[Problem to work on]: Rescale the coordinates in the answers across all the rows below by 1.25, rounding to whole numbers with halves going up. Reproduce every line, including the requests, and leave the pictures out.

-- start --

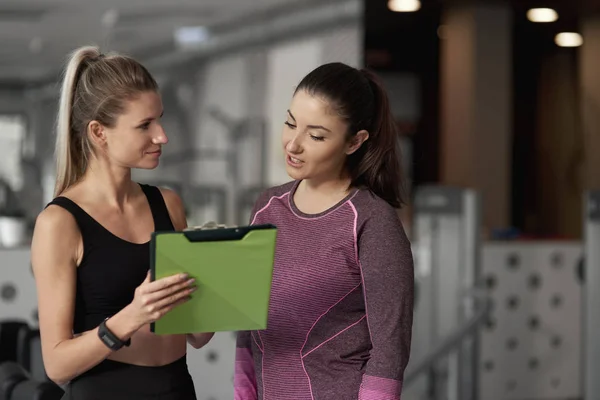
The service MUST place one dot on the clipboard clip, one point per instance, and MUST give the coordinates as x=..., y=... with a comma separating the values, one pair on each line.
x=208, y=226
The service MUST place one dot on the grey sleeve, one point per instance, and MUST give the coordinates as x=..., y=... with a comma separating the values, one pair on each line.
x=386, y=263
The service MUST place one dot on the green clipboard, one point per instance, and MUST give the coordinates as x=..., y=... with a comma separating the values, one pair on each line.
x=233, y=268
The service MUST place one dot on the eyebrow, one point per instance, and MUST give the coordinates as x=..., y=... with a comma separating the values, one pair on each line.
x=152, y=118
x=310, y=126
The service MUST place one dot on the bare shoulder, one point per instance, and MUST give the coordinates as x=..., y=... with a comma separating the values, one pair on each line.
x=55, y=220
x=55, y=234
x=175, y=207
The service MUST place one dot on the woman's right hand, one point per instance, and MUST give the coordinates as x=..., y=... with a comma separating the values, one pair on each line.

-- end --

[Exercise output]:
The service MUST place one dot on the clipboard clip, one point per instance, and MUST give the coordinates as x=..., y=... with a comma separating the values, one pair on each line.
x=260, y=283
The service MUST place one dot on the grey sleeve, one point per instance, and MUST give the coordinates as x=..., y=... with a comma separating the values, one pair on each line.
x=483, y=329
The service MUST place one dot on the green clipboard, one point per instance, and MUST give the coordinates as x=..., y=... with a comma separating the values, one pair on each line.
x=291, y=335
The service MUST place one dot on the eyebrow, one point per instance, and MUST give the coordinates as x=..., y=... with a comma separating the values, one pair on each line.
x=190, y=148
x=388, y=158
The service MUST place one dot on the bare shoulder, one point per instance, and MUST give the coordinates as x=..., y=... with a comma separating the values, one pair on each line.
x=69, y=275
x=69, y=293
x=219, y=259
The service MUST place one dot on the woman's right hand, one point per instance, and MUST give the coordinates as x=..., y=... with a comma separating the values, one pair on each line.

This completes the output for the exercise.